Short task:
Each line below must be set down exactly; omit any image you find.

--- START Records supplied ---

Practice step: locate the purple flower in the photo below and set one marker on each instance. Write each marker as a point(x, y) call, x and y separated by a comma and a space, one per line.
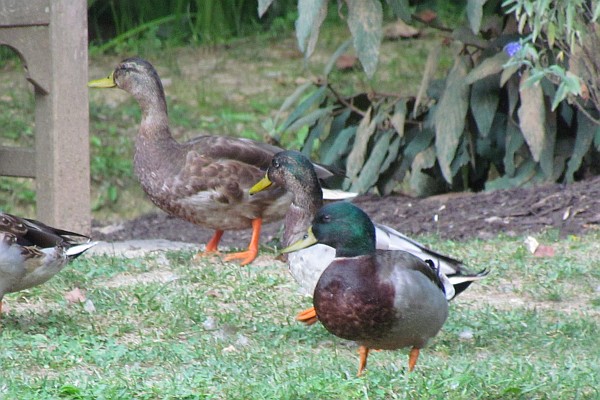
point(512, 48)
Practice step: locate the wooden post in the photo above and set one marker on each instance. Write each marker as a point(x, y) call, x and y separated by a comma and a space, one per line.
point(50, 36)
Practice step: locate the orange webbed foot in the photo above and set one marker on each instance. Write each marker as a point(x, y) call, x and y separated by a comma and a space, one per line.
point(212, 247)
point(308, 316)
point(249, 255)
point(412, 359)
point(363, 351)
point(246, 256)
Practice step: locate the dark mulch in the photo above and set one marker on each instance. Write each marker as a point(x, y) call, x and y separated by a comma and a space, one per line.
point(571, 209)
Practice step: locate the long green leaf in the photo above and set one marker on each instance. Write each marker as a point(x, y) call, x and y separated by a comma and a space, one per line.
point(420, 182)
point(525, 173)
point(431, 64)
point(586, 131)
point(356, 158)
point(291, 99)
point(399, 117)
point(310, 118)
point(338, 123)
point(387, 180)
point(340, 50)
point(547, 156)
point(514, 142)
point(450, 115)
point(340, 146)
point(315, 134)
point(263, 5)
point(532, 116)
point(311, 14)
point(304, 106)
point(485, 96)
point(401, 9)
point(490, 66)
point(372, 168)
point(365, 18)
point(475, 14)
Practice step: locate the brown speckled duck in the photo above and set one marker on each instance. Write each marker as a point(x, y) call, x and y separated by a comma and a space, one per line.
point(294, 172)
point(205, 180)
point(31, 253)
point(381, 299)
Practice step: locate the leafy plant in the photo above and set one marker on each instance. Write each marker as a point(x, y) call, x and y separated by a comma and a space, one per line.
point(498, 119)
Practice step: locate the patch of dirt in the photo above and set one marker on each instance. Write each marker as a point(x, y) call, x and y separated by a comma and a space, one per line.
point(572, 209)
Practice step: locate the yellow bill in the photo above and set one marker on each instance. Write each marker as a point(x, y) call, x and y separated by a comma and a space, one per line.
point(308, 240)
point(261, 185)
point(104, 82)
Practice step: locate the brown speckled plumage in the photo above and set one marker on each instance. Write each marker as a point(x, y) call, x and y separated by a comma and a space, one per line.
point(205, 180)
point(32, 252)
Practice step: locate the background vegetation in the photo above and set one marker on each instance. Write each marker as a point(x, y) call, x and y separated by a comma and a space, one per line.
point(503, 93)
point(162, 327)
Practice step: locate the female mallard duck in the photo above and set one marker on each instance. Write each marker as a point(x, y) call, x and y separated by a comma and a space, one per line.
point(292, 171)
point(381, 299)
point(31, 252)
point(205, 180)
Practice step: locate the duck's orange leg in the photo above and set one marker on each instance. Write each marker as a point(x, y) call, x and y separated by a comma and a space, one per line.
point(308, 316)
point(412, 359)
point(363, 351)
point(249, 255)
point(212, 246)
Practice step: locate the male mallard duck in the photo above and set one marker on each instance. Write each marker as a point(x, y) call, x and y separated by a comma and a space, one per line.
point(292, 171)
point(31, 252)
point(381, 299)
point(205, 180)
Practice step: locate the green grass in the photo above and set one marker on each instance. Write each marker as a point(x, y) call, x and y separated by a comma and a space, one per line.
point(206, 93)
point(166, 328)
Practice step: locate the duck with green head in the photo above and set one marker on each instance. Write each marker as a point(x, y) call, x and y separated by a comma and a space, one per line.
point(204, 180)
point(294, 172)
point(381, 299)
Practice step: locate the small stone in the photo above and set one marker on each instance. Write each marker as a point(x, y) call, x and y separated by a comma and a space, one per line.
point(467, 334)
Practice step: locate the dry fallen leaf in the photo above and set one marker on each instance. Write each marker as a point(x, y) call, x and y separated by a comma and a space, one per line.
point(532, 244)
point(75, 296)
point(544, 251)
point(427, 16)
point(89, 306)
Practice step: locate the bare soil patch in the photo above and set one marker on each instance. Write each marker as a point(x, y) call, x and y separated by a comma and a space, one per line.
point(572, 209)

--- END Records supplied ---

Task result:
Practice step: locate the purple flower in the photo below and set one marker on each instance. Write each marker as a point(x, y) call, x and y separated by a comma and a space, one per line.
point(512, 48)
Practice step: locate the wooden post in the photo above and set one marker on each instance. Write each marker as a point(x, y) call, x and y separated by a comma and a space, one per line.
point(50, 36)
Practice step: locate the orange webbed foot in the photo above and set one marker on each instance. Write each marker as a point(x, y) call, x and y separated by a comma and a space, one per line.
point(212, 247)
point(308, 316)
point(249, 255)
point(412, 359)
point(363, 351)
point(246, 256)
Practice step: locate the dark mulch in the photo above and set one marker on each instance. Write each marker as a point(x, y) call, x and y separated by a comma and a space, one per line.
point(571, 209)
Practice step: locate the long green leaf in the photo above and set one marker on each instance. Write each marker as a point(x, y) call, x and y separated by a comma and a space, one per line.
point(420, 182)
point(525, 173)
point(431, 64)
point(586, 131)
point(356, 158)
point(291, 99)
point(399, 117)
point(310, 118)
point(338, 123)
point(387, 180)
point(340, 50)
point(547, 156)
point(514, 142)
point(450, 115)
point(340, 146)
point(315, 134)
point(263, 5)
point(532, 116)
point(311, 14)
point(304, 106)
point(485, 96)
point(401, 9)
point(490, 66)
point(372, 168)
point(365, 18)
point(475, 14)
Practice step: locate the brown speckled duck in the photo above and set one marker on each instance. Write each marker as a point(x, y) call, x and y separated by a comma and a space, one per line.
point(294, 172)
point(205, 180)
point(31, 253)
point(381, 299)
Practice step: locate the leafy plant in the photo above and set one marker on each instance. Write each marker as a point(x, y) call, x and y separated by a comma and a space, one per line.
point(498, 119)
Practice step: locate the patch of dirt in the photo above and set one marker on each instance. Write each marker as a point(x, y) call, x and y separated by a comma and a space, one per line.
point(572, 209)
Practice step: locate the yellow bill in the photo above and set one marker on each instance. Write each marker as a point(x, y) call, x and y separated by a comma and a space, one per line.
point(308, 240)
point(261, 185)
point(104, 82)
Practice step: locate the brown speckled plumage in the photo above and set one marker on each instance. Write each marker as a point(x, y) call, x and y separated by a comma and a space, one per line.
point(205, 180)
point(32, 252)
Practice step: locate the background vegetation in the photo above and set one marker on each instance. Write each marker as a point(x, y) call, x and y separated by a comma and a space, one per line.
point(503, 93)
point(162, 327)
Practice step: locate the female mallard duck in the photo above and set one marker on each instance. Write each marker as a point(x, y) call, x and y separated by a comma and a space, one per line.
point(292, 171)
point(381, 299)
point(31, 252)
point(205, 180)
Practice step: locate the duck's orange leg in the photo above and set one marker on each instance. Write each marker as a point(x, y) call, x and y separated by a comma and a space, one per line.
point(308, 316)
point(412, 359)
point(363, 351)
point(249, 255)
point(212, 246)
Practice step: locate the male mallard duck in the photo above and set one marker on each instance. Write each marker as a point(x, y) call, x and y separated by a comma and a space, one per line.
point(292, 171)
point(31, 252)
point(381, 299)
point(205, 180)
Practice step: locate the green grass in the photo above and set one marker on each instance. Write each marker as a point(x, y) call, x and y separated by a comma and a space, one per line.
point(206, 93)
point(166, 328)
Practice step: locate the duck with green head in the photo above and set one marker on each instance. Write each marker as a point(x, y) call, x and y separated by a comma and a space, one per line.
point(204, 180)
point(294, 172)
point(381, 299)
Practice step: locate the small stone in the photo above and set one marker on each instance. Write each marker as a point(x, y) call, x and y separated by a comma and a space, one per line.
point(467, 334)
Practice step: locate the dry fallen leaf in the photo above and set one marker on each instance. Write each marker as a point(x, y) call, x and y separated by a comma and a space, one per line.
point(532, 244)
point(75, 296)
point(544, 251)
point(427, 16)
point(89, 306)
Practice step: locate the bare soil patch in the photo above and set one marker on each instance. Write each marker as a point(x, y) call, x and y separated by a comma and a space, one per line.
point(572, 209)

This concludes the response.